### PROBLEMS TO WORK ON
[1] Would you print the article on computer obsolescence word for word, starting at "There are other" and ending at "and expansion possible."?
[2] Which companies are named in the article on computer obsolescence?
[3] Can you finish out the next part of the article on computer obsolescence, continuing from its last sentence?

Keeping your machine up to date
By
NEILL BIRSS
Computers make the planned obsolescence of the car industry as sedate as the ageing of a turtle. In microcomputers the push is to sell AT models to the millions of users of IMB PC and compatible machines.
The AT range is the bigger brother of the PC family, with a faster microprocessor, and much more scope for expansion. It will run much of the software that drives the PC range. The copying of the IBM PC first by American makers and then by the Asians, has brought the machine family and its rich library of software within the reach of millions of people. But the machine is now too slow for many new applications
such as desktop publishing.
But even for the buyer of a clone in such a purchasing group as university staff, who often pay much less than of the public, the cost can be heavy. Depreciation seldom comes as a surprise to an accountant. But when a small business person buys say, an IBM PC with a hard disk drive for $13,000 in May, 1985, and decides to sell it in October, 1986, and finds it is worth only about $4500, the reaction is dismay.
This must be one of the reasons why some of the steam has gone out of the computer revolution, at least on its lower consumer levels. Who an afford depreciation of almost 50 per cent a year?
The car industry went through this years ago. It is documented in what I think it is the best of all business books, “My Years With General Motors,” by Sloan.
The car makers in America in the 1920 s and 1930 s established the annual model change to keep sales moving. But they quickly realised that the sales of new cars depended on a good re-sale value for secondhand cars. Ford and General Motors entered the second-hand car market, keeping the prices up so that used models would have sufficient trade-in values to allow sellers to buy new cars. Computers are in a free market. Second-hand values are poor arid plunging by the week. Take what you can get
today, or accept considerably less next month. The makers do not care.
In big machines it is even worse; some old (seven or eight years) mainframes have been given to schools to pull apart.
One answer is that you do not need to change your machine at all if it does what you want. There will always be more attractive software that you cannot run on your Model T. But remember that next year there will be a new model and the longer you wait the more up to date you will be when you buy. .
There are other means of help if your present machine does not measure up. For the IBM PC range, for example, there are accelerator cards that will give you
the speed of an AT. One card will even give enhanced graphics and acceleration at the same time.
If you have a True Blue (genuine) IBM PC, you can quickly run out of chassis slots for the cards that make adapation and expansion possible.

### GIVEN INFORMATION

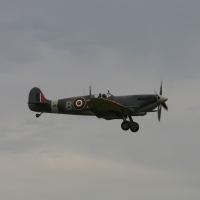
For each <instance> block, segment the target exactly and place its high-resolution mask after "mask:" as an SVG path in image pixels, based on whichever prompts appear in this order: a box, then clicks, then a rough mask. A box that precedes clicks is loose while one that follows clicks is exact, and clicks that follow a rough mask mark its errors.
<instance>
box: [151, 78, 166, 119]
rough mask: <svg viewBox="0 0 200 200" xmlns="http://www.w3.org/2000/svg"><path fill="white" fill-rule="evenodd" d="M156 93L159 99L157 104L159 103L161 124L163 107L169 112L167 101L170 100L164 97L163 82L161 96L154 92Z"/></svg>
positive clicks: (160, 88) (161, 80) (158, 116)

### YOUR WRITTEN ANSWERS
[1]
There are other means of help if your present machine does not measure up. For the IBM PC range, for example, there are accelerator cards that will give you
the speed of an AT. One card will even give enhanced graphics and acceleration at the same time.
If you have a True Blue (genuine) IBM PC, you can quickly run out of chassis slots for the cards that make adapation and expansion possible.

[2] IBM, General Motors, Ford

[3]
But available in New Zealand (Asian clone versions) and from America by mail are expansion chassis that allow you to add a stack of new cards to keep the machine useful.
The thing to be careful of is that you do not spend more on hotting up your PC (or equivalent) than you would spend on taking the loss by quitting it and buying an AT or compatible. Other brands suffer from the update problem.
What do you do with your old System 80, or the Commodore 64, or Apple II?
Most computer users are not rich. Micromputers in New Zealand generally, power small businesses or are the hobby of individuals. It is not conspicuous consumption. Generally for a home user the expenditure will have to be justified to family and spouse. If the initial plunge is difficult to justify, the upgrade is many times harder.
That’s why an advertisement in the “Wall Street Journal” this month is welcome. It announced that Computer Land, the international chain, was introducing a “box” computer. It had keyboard chassis and monitor.
You buy it and when you want to upgrade, you just buy another board, and fit it in the chassis, and boot up. No worries about the PC being made obsolescent by the AT. No worry about the AT being made obsolescent by the next IBM family based on the 8086 microprocessor. Just buy a new board, and install it.
This option will not be cheap. But it should be cheaper. It still provides a living for the retailer: new boards and new software.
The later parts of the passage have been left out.